- **Document excerpt**:
Changing public opinion on the appeal of wood heating is not an easy task, but full-time mom and part-time Clean Air Coordinator Sue Brookes is determined.
Sue lives near in what’s called the Bulkley Valley and Lake District. We sat down with her to gain insight into local opinion and initiatives regarding wood burning.
How big a problem is wood smoke where you live?
I live near Smithers, BC in the Bulkley Valley, where according to our local air quality meteorologist, Ben Weinstein, residential wood smoke has a significant impact on local air quality, presenting serious health risks. Because of our local topography, air pollution gets trapped in valley bottoms, particularly in the fall and winter when there are temperature inversions and light winds. When this happens, particulate matter levels can increase, exceeding provincial standards. At this point, we issue air quality advisories.
People tend to see wood as a natural and renewable resource and don’t necessarily realize that natural doesn’t necessarily mean harmless. Wood smoke is composed of tiny particulates known as PM2.5, and a growing number of studies associate wood smoke with asthma, heart disease and other lung and respiratory illnesses—many of the illnesses also associated with smoking.

- **Directions**: Which place names appear in the interview about wood smoke?

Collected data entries
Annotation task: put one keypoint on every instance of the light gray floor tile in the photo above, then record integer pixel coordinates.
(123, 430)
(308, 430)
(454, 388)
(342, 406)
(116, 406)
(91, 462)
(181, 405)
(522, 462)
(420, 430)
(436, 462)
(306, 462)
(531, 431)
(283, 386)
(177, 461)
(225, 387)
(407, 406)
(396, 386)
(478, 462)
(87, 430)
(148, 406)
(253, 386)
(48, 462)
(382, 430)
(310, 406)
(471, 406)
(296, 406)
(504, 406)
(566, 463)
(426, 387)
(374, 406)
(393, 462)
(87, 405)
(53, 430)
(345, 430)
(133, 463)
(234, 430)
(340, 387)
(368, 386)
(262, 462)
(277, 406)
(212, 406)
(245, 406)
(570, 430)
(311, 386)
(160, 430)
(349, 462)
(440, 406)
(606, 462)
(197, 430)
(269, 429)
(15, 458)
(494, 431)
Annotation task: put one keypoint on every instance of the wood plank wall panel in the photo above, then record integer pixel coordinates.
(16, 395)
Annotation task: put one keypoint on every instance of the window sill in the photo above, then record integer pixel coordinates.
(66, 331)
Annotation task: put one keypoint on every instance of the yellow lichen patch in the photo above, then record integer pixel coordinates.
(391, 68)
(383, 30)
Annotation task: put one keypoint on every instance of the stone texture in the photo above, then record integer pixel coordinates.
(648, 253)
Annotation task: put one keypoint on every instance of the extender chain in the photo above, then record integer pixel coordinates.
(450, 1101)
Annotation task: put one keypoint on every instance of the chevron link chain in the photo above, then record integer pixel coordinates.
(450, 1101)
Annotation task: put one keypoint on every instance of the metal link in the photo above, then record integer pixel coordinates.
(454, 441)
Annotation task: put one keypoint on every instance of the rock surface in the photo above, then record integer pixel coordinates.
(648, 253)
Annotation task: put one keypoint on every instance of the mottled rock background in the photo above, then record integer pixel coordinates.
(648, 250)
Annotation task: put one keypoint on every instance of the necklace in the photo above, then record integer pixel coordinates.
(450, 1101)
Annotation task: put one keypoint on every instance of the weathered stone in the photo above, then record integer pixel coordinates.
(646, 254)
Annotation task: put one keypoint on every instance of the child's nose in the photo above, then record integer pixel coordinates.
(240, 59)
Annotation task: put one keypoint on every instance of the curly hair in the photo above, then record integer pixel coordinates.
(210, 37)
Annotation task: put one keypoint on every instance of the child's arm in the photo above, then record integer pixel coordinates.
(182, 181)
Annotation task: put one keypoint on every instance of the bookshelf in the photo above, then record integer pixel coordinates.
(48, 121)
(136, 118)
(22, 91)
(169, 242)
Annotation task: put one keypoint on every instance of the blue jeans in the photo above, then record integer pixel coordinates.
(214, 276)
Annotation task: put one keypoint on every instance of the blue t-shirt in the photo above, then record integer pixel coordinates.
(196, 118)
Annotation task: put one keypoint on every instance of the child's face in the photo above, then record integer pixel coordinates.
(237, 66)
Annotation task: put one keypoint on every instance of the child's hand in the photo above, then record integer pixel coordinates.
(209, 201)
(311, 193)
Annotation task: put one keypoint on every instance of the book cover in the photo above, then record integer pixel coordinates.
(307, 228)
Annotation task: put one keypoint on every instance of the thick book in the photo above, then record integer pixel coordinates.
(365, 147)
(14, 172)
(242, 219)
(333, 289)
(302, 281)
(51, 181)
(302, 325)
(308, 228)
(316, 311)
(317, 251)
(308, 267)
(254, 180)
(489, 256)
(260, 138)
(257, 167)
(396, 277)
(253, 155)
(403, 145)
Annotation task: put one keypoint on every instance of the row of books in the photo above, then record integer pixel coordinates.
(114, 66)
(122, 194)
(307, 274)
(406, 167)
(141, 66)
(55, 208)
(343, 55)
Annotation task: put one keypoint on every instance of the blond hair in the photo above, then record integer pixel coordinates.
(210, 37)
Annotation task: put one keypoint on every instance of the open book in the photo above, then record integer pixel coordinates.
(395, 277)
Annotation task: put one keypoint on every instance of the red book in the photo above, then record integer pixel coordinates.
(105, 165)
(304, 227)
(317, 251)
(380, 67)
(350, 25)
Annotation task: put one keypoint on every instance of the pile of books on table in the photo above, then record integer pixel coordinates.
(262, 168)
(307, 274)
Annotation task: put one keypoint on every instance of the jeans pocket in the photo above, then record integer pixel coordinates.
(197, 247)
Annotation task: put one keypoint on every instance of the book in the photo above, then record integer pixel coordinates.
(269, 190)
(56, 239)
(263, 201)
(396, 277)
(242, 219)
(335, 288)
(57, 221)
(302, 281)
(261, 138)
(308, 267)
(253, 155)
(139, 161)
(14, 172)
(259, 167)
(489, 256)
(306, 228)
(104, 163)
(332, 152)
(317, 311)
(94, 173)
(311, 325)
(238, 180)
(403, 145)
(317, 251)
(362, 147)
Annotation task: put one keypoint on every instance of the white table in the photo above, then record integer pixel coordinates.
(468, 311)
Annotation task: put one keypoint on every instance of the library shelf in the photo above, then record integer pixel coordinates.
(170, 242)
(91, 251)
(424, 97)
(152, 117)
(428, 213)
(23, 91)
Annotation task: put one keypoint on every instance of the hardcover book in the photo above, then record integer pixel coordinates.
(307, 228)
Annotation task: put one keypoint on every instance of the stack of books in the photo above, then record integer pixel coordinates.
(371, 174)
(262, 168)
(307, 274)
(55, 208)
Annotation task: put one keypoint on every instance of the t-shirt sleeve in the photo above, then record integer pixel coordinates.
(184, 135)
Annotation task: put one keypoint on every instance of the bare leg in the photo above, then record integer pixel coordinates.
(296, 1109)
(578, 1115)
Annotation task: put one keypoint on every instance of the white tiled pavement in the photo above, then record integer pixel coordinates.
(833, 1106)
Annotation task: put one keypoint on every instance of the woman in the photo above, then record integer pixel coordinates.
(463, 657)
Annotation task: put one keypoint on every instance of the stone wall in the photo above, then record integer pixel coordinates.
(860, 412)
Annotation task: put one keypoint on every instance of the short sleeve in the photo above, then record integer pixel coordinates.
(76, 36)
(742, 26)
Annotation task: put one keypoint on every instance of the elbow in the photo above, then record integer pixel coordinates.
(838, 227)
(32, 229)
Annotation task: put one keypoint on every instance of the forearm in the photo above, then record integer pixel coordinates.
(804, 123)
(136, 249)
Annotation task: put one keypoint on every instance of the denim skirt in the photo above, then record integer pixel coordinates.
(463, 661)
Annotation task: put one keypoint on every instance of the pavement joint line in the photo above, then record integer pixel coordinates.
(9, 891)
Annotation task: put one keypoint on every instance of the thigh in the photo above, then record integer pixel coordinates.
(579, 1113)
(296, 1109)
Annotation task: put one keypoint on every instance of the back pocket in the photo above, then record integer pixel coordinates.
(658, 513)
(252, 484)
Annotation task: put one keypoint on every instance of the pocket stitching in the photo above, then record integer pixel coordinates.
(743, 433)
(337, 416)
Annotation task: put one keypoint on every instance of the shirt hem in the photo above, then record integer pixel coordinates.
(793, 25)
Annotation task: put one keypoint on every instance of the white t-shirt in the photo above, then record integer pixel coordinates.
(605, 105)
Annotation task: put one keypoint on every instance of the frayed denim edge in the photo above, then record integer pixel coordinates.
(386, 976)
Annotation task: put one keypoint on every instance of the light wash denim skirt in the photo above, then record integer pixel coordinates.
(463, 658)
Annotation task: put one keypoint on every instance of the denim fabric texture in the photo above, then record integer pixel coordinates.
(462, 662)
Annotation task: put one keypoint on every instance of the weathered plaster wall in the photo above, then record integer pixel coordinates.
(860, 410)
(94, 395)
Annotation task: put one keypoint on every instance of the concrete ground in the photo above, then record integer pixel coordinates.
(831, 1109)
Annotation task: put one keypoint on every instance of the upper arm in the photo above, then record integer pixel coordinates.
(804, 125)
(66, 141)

- **Response box**: Bulkley Valley, Lake District, Smithers, BC